Задания:
1 – Откуда, по словам собеседника автора письма в тексте о переписке родителей, пришли норманны-варяги?
2 – Продолжите текст о переписке родителей, начав сразу после его последнего предложения.
== Текст для чтения ==
Переписка родителей была особенно оживлённой в разгар либерализации — с середины 1955 и до апреля 1956 — кануна освобождения.

17.7.55

Здравствуй, родная моя!

Наконец-то прибыло авио-письмо Ирины, которое она писала, сидя у тебя. Теперь я с ещё большим нетерпением буду ждать твоих впечатлений о ней. Какая она получилась без нас? Она для меня совершенно неясна.

Если не считать моего нетерпения скорее увидеть тебя и дочек, я живу тут весьма неплохо. Гуляю, читаю и беседую с интересными людьми. Я уже писал тебе о встрече с одним «бывшим». На днях, во время прогулки в поле, у нас разговор как-то перешёл на такую, казалось бы, отвлечённую тему, как история Киевской Руси. Я и сейчас ещё не могу прийти в себя от этой лекции-разговора. Ну, решительно камня на камне не оставил он от моих представлений в этой части. Даже относительно фактической стороны дела. Совершенно новая картина. Норманны-варяги пришли не с севера, а с юга. Киев — матерь русских городов — первоначально — пограничная торговая фактория еврейско-хазарского царства. Даже Днепр — не Днепр, а легендарная река Самбатион. И так — обо всём. Поляне — не жители Приднепровья. Само название говорит о том, что это были жители полей, степей, которых тогда не было на среднем течении Днепра. Местность эта была покрыта густыми лесами и болотами.
===
== Исходные данные ==
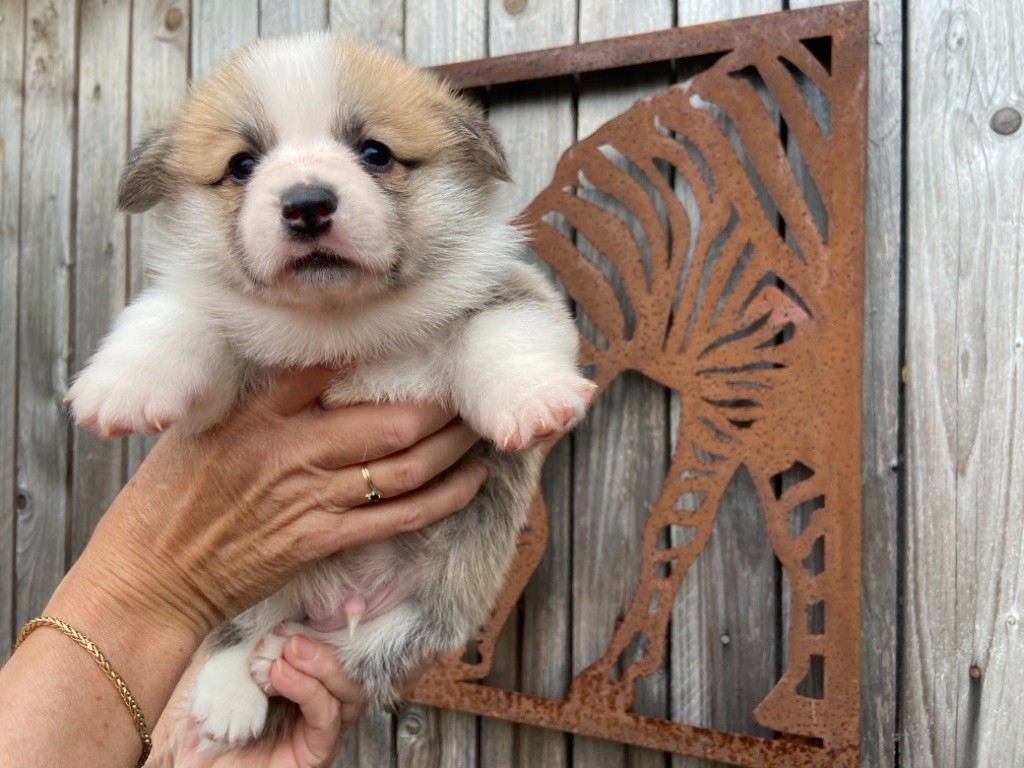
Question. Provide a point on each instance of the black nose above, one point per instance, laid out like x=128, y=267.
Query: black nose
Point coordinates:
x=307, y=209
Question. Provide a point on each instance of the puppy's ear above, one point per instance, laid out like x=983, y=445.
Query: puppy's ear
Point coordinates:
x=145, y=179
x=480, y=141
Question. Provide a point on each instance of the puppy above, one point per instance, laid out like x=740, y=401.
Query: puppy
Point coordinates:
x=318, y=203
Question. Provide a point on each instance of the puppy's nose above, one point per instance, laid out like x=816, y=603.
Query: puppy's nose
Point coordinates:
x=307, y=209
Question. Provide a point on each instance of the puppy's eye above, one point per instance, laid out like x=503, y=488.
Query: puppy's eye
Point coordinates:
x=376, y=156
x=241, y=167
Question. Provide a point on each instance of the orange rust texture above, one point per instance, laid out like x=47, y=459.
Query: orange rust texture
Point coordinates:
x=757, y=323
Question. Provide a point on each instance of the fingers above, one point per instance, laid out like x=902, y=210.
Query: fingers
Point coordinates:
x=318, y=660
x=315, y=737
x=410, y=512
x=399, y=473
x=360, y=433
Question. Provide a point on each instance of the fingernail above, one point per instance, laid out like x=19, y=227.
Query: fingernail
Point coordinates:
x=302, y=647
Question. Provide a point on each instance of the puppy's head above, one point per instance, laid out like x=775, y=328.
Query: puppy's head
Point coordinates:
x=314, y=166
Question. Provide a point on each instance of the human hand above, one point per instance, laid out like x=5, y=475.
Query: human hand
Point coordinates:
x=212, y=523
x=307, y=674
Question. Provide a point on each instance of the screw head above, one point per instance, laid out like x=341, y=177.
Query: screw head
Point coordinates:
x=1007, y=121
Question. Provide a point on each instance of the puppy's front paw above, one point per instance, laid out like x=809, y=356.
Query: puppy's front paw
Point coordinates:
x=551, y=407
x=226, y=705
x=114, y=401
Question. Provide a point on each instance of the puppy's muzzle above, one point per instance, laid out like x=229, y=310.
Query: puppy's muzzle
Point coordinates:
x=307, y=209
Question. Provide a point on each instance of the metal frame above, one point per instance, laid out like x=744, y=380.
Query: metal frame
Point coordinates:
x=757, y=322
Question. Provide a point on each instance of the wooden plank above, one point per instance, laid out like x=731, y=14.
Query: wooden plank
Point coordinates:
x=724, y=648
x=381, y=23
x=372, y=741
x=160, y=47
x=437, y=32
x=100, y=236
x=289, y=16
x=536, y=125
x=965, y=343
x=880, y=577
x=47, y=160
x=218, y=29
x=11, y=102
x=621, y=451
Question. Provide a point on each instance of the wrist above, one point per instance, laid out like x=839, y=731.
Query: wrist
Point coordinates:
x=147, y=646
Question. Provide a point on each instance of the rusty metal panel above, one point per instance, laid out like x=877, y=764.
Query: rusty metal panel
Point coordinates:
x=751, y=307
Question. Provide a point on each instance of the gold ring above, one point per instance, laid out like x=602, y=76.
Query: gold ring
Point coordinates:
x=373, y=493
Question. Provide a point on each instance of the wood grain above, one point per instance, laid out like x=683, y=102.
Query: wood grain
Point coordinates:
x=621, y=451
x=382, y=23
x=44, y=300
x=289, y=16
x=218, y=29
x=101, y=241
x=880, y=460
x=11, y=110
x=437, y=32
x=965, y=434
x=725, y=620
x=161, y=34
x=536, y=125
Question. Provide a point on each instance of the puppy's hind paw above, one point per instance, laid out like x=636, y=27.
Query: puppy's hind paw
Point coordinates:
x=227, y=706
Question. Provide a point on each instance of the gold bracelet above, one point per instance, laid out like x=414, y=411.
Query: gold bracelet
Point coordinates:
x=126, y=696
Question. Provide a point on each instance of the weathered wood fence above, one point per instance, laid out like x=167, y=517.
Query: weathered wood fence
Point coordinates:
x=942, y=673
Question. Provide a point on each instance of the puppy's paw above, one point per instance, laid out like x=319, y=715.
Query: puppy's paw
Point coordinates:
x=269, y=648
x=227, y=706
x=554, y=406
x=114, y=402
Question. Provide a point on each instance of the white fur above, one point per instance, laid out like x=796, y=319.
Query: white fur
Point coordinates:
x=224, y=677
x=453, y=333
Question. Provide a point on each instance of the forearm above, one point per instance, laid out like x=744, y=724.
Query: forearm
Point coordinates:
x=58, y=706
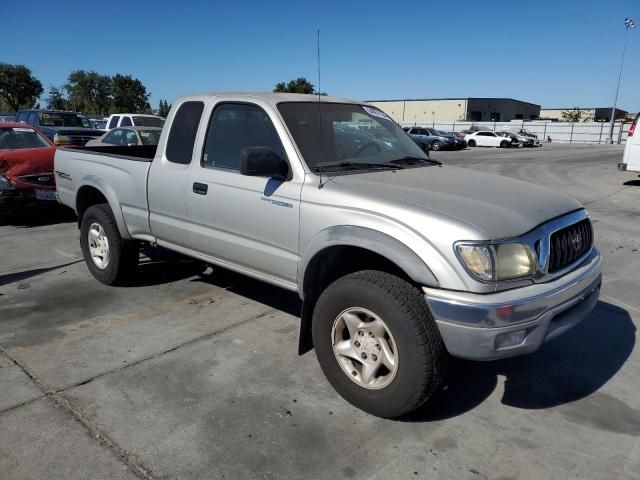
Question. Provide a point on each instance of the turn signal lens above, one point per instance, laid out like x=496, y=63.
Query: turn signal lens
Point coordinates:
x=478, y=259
===
== Исходные данные ==
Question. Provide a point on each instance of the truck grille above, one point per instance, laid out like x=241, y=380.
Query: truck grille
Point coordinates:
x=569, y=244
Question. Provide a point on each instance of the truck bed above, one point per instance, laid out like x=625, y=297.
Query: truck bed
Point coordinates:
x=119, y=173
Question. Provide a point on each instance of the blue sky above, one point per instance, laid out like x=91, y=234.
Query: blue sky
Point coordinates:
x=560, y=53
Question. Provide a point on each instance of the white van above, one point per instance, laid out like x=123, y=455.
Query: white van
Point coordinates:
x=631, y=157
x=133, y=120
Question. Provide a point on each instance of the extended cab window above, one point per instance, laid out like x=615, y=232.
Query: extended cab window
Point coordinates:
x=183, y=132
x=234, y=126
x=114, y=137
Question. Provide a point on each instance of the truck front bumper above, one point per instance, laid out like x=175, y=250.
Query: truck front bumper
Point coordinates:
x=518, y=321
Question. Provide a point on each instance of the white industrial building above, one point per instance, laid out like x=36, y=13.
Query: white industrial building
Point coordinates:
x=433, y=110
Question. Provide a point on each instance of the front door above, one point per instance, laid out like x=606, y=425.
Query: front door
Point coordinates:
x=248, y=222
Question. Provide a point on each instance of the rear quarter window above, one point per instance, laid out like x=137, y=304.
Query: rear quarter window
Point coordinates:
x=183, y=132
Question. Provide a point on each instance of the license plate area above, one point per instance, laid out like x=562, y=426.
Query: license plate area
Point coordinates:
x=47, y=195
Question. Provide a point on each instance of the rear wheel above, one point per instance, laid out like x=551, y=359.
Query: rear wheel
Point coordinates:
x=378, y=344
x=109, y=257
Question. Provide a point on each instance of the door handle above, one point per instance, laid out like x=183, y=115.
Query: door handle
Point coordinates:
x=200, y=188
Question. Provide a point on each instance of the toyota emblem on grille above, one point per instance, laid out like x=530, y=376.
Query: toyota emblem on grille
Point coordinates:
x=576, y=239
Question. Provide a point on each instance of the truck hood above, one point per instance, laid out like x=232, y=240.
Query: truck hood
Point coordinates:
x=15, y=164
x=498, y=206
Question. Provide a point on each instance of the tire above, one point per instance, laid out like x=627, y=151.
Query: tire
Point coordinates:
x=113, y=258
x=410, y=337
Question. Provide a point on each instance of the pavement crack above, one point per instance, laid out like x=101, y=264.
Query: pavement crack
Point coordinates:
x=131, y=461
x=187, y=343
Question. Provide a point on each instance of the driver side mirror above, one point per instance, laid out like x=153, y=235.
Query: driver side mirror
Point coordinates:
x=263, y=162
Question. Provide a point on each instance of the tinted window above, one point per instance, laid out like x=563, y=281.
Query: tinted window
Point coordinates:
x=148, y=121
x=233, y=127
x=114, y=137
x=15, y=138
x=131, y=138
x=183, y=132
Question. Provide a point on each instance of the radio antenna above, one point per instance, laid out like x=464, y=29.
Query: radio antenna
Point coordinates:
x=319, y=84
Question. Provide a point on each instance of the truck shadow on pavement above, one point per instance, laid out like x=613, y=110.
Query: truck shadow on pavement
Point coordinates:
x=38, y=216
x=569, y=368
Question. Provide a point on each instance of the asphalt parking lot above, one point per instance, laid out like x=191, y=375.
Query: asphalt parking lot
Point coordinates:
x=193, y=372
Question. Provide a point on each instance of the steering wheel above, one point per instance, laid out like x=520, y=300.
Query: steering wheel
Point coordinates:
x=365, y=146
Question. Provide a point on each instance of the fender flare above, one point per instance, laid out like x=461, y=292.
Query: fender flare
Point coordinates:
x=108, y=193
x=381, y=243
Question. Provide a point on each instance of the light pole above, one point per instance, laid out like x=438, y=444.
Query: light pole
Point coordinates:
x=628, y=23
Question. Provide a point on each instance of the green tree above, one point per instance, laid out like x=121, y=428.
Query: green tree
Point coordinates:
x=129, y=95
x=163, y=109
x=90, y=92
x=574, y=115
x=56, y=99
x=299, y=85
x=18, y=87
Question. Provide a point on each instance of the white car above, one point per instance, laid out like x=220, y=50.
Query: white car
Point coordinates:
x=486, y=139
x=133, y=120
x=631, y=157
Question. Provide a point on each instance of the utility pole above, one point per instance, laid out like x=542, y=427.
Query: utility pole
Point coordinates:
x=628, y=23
===
== Исходные данные ==
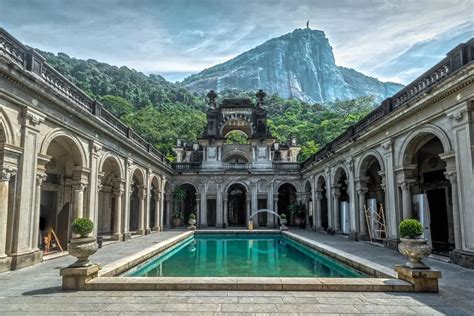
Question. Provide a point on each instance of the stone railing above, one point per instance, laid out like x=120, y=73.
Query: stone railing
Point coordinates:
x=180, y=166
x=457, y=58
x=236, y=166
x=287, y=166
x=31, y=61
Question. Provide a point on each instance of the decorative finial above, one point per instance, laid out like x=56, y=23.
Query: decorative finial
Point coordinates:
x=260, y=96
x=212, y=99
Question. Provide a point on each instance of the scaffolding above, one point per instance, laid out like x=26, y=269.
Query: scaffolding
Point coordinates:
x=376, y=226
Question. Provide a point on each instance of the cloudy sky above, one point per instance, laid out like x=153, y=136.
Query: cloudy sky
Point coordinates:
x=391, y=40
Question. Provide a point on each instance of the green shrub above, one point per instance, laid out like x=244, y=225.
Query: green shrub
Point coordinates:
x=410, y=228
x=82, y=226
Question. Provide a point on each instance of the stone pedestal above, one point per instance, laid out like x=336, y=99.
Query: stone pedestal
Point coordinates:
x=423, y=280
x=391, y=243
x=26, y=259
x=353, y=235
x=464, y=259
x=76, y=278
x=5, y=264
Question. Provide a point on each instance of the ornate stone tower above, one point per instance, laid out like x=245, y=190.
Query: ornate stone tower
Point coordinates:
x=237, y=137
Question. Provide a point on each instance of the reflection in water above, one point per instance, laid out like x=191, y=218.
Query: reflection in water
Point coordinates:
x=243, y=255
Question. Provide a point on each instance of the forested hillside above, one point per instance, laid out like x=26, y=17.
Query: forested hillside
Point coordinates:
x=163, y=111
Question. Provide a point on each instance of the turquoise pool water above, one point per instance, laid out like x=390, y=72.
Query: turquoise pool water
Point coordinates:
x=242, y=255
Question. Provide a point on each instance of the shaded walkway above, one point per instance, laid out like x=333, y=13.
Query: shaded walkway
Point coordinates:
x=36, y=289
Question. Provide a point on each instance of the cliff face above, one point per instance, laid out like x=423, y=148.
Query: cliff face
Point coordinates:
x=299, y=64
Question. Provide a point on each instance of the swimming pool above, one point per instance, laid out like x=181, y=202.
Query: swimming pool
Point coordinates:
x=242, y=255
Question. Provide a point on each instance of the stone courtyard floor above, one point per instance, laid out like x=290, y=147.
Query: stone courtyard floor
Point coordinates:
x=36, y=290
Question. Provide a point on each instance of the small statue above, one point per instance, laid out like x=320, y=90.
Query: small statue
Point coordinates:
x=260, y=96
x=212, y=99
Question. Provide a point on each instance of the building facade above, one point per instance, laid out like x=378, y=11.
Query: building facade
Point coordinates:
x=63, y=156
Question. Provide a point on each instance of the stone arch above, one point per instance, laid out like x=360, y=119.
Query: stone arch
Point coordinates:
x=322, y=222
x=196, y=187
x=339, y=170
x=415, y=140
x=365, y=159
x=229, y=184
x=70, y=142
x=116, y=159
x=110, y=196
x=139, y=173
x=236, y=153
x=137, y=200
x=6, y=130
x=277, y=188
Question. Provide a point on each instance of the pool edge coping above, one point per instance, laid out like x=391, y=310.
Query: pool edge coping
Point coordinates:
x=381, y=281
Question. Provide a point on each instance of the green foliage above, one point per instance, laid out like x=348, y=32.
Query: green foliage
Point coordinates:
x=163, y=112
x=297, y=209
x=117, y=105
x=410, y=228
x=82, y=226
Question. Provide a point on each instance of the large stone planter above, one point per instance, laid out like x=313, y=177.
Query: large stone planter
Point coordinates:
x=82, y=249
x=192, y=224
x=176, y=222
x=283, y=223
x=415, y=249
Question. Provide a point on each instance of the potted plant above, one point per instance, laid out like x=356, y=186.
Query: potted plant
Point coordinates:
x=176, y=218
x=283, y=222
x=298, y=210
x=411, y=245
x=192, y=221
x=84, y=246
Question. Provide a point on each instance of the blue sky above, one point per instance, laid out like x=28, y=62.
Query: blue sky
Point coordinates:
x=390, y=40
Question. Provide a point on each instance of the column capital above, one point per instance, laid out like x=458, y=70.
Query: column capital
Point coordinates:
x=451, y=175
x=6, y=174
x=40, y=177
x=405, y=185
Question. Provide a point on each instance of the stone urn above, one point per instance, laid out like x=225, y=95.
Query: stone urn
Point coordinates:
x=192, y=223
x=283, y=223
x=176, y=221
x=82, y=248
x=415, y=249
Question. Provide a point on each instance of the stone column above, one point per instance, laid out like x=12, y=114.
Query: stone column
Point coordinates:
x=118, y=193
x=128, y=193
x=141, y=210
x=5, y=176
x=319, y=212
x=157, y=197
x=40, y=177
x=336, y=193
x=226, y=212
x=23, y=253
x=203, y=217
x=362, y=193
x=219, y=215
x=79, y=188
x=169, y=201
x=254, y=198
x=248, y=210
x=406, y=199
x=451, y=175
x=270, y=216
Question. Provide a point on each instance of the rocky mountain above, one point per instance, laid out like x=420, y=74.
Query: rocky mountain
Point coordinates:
===
Ответы к заданиям:
1 – Норманны-варяги пришли не с севера, а с юга.

2 –
Даже религия славян была не такая, какую описали Карамзин и проч. Перун — не славянский бог, а бог мореходов-варягов. Даже «вещий» Олег погиб не так, как это описано Пушкиным. Погиб он на одном из островов Каспийского моря. И вовсе он не собирался «отмстить неразумным хазарам», а во время похода по ограблению персидских берегов, и по найму тех же еврейско-хазарских царей.

Я знаю — ты, наверное, сердишься, что я заполняю письмо такими пустяками. Я и сам не мог бы указать, почему меня всё это так волнует. Но я чувствую, что всё это близко касается и меня, и всех нас. Какая тут связь — мне ещё неясно, но связь есть. Ну ладно, оставлю это пока.

Чувствую, что у тебя создалось неправильное представление, что мне не понравилась твоя карточка. Это неверное представление.

Не пиши загадками. Почему тебе не понравилось письмо Майи? Разница между молодёжью моего и отчасти твоего поколения и Майей с её друзьями заключается в том, что нам не нужно было так много знать. Все противоречия и разногласия были далеко впереди. Им же нужно знать неизмеримо больше, а знают они ещё меньше нашего. Вот почему меня угнетает увлечение Майи поэзией. Ей нужно учиться и учиться. Но об этом я сам ей лучше в другой раз напишу. Горячий привет Сусанне и проч. Целую и жду твоего ответа. Алёша.

22.7.55

Дорогая моя, здравствуй!

Вот уже с неделю, как я получил отчётное письмо Ирины, написанное у тебя, и с тех пор ещё с большим нетерпением жду твоего письма о ней. Что она из себя представляет? Конечно, я и сам это увижу при встрече, но когда эта встреча состоится — один Бог знает. Москва — «как рыба об лёд».

Между тем, я стал испытывать настоящий кризис материала для переписки с тобою. Не писать же тебе о погоде и нашем меню.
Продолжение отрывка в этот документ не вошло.